[Source]
Senior most Political Affairs official here

by Shamindra Ferdinando : The Island

Foreign Minister Rohitha Bogollagama yesterday said B. Lynn Pascoe, United Nations Under Secretary General for Political Affairs, would visit the Vavuniya welfare centres for the internally displaced persons this week.

Speaking to The Island Bogollagama said President Mahinda Rajapaksa had telephoned UN Secretary General Ban Ki-moon on Monday regarding the impending visit. Subsequently, the Minister had contacted Pascoe, who held the post of US Ambassador in Indonesia before accepting the top UN posting on the invitation of Moon, in March 2007.

Bogollagama said Sri Lanka had nothing to hide and welcomed Pascoe’s visit to the northern Vavuniya region. He said it was part of regular consultations with the UN on what he called the post-LTTE era though some had sought to interpret the visit differently. He said critics could not have been blind to Sri Lanka’s untiring efforts to resettle the displaced as quickly as possible though the process was slow due to the presence of anti-personnel and other types of mines both east and west of the A9.

[To do]
• 1. According to the article on Pascoe's visit, what post did Pascoe hold before taking up his UN position?
• 2. Continue the article on Pascoe's visit to Vavuniya, picking up after its final sentence.
The data that comes next is drawn from a separate source unrelated to the article.

Dataset items
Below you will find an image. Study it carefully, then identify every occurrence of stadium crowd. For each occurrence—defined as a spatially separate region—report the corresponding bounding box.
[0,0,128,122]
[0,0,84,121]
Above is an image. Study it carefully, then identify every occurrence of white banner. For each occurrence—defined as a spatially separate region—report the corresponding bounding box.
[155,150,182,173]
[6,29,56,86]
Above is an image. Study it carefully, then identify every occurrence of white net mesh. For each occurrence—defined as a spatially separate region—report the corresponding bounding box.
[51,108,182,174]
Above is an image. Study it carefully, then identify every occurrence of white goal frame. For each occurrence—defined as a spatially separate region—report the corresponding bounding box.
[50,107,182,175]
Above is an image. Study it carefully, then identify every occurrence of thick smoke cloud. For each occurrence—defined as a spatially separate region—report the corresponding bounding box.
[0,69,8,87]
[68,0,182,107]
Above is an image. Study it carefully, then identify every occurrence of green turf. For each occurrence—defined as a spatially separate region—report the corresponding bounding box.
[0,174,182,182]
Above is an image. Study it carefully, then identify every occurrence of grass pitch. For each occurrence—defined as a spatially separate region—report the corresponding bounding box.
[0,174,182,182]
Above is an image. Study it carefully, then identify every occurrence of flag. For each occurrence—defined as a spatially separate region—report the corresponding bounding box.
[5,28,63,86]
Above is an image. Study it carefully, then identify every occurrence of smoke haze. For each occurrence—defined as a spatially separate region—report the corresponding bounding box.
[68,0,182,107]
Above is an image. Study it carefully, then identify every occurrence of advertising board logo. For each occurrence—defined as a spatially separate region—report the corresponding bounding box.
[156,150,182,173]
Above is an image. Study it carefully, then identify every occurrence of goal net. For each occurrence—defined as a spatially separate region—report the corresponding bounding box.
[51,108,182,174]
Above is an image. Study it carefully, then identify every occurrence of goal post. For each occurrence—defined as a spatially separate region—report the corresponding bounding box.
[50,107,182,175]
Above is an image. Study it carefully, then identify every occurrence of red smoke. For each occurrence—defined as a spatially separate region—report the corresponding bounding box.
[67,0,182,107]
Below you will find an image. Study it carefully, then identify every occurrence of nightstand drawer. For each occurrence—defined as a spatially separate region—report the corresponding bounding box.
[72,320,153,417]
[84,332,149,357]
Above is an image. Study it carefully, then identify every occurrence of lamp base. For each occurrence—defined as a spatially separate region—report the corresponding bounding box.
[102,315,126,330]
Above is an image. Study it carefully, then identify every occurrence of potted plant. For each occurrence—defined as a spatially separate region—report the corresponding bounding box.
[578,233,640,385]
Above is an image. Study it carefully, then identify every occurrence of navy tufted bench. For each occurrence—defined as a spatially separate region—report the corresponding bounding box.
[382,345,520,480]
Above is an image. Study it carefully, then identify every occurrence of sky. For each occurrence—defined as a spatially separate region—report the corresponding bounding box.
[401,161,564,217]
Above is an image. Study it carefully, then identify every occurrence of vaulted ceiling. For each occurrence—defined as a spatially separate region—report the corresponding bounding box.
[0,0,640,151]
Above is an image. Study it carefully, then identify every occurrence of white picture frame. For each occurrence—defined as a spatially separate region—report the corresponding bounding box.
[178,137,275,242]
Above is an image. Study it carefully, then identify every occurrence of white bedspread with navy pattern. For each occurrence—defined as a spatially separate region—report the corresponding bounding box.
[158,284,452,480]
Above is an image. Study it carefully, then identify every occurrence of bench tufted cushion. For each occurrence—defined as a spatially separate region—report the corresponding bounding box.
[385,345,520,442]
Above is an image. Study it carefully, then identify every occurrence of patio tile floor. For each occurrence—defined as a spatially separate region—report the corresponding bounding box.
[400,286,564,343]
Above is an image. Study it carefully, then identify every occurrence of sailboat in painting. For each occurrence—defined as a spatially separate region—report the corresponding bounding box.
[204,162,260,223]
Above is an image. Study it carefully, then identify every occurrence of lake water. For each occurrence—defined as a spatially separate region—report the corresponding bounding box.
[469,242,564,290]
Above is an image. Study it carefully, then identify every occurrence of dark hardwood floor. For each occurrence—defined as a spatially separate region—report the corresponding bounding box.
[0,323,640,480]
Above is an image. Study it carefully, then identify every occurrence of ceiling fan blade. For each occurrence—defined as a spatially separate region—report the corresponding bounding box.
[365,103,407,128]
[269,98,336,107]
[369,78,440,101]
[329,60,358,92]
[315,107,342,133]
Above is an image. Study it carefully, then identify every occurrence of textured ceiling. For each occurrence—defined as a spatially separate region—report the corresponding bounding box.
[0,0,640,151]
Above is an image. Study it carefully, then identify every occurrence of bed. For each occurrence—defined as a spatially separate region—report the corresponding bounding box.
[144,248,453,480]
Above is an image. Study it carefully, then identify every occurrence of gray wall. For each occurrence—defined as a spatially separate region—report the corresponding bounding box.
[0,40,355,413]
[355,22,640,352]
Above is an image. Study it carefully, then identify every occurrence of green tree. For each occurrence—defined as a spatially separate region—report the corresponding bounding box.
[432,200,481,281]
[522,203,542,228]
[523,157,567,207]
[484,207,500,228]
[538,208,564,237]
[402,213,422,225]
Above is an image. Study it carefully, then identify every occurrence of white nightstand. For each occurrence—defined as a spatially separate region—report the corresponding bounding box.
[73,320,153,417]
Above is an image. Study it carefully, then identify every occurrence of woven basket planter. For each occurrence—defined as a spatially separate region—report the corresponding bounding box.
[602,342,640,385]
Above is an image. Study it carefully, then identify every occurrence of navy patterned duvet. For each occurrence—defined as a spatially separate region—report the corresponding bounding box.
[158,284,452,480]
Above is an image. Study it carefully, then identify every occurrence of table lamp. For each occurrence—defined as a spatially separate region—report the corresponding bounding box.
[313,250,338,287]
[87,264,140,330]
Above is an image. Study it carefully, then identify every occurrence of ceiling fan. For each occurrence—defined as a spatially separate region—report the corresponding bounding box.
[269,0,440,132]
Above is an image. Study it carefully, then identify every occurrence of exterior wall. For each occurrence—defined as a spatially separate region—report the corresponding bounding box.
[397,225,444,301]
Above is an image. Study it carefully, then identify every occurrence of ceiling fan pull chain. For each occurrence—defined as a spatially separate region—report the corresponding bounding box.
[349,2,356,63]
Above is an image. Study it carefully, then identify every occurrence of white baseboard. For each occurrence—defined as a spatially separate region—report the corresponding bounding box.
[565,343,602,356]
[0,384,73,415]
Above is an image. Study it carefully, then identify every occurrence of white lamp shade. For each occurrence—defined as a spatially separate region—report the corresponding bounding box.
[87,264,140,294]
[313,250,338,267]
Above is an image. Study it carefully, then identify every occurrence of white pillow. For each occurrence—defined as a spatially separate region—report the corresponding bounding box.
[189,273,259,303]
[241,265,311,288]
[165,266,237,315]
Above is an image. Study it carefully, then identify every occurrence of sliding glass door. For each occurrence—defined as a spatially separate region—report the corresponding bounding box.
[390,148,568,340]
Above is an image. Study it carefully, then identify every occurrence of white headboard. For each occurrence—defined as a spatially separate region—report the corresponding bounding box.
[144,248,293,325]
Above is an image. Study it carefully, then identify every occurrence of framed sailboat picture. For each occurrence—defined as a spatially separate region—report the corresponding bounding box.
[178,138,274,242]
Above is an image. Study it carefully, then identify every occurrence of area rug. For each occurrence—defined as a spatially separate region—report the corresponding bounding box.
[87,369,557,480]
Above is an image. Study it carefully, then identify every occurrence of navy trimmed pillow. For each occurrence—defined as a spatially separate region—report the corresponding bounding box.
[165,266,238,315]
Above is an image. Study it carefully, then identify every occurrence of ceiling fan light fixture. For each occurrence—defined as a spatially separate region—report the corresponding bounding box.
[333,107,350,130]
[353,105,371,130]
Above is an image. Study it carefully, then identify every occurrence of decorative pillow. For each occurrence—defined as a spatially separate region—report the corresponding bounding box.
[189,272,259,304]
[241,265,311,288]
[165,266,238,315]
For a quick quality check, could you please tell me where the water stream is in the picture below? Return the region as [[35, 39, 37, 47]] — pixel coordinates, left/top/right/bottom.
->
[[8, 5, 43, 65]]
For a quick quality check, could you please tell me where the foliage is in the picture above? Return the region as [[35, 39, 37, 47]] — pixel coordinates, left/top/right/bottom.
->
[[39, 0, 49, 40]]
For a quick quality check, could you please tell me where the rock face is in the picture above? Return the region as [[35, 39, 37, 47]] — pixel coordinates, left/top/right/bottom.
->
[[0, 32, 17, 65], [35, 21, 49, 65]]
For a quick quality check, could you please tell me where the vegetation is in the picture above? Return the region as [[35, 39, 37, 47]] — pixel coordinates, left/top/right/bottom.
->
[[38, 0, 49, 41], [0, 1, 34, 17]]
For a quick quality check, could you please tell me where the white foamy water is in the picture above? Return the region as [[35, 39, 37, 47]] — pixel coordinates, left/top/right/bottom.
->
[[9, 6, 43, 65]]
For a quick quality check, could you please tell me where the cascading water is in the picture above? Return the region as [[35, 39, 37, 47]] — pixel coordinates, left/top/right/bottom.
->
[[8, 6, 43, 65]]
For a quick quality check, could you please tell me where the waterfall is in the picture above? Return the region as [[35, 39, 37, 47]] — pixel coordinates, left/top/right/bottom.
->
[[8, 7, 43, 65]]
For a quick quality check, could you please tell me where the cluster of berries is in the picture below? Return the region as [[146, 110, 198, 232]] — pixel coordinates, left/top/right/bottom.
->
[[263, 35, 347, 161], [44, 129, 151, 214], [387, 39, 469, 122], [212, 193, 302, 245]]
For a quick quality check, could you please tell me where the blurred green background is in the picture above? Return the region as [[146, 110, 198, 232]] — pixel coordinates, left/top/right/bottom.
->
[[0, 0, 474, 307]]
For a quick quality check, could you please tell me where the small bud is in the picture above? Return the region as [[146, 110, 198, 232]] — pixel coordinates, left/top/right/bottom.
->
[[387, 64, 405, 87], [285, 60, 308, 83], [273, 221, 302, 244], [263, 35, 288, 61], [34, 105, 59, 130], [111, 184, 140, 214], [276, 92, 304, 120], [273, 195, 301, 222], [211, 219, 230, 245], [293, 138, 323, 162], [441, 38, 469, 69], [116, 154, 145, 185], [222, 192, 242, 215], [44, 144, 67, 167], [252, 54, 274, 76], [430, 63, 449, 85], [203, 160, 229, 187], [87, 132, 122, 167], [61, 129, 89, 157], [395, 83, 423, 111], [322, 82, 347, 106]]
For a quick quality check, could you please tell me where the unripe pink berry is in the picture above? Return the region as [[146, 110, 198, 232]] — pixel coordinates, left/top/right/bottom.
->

[Exercise responses]
• 1. US Ambassador in Indonesia.

• 2.
Moon visited Vavuniya a few days after the LTTE had collapsed with the killing of its leader Velupillai Prabhakaran on the banks of the Nanthikadal lagoon on May 19, 2009.The Foreign Minister said since the UN chief’s visit last May, the situation at welfare centres had significantly improved with the assistance provided by the international community. He highlighted the food assistance provided by the World Food Programme as a critical element in the overall support given by the UN.

Diplomatic sources said that Pascoe would also take up Sri Lanka’s decision to expel UNICEF spokesperson James Elder for being overtly critical of the Sri Lankan government, particularly with regard to running of welfare camps.

Northern Province Governor Major General (ret.) G. A. Chandrasiri told The Island yesterday that the number of the displaced accommodated at welfare centres had been reduced to 247, 804 by September 3, 2009. There had been 288,938 as at May 22, 2009 (at the time of the UN Secretary General’s visit), he said.

Chandrasiri, who was in Jaffna to review humanitarian work, said that they were in the process of releasing 9,920 men, women and children from Vavuniya welfare camps. “We should be able to complete their release within the next few days, perhaps within a week,” he said.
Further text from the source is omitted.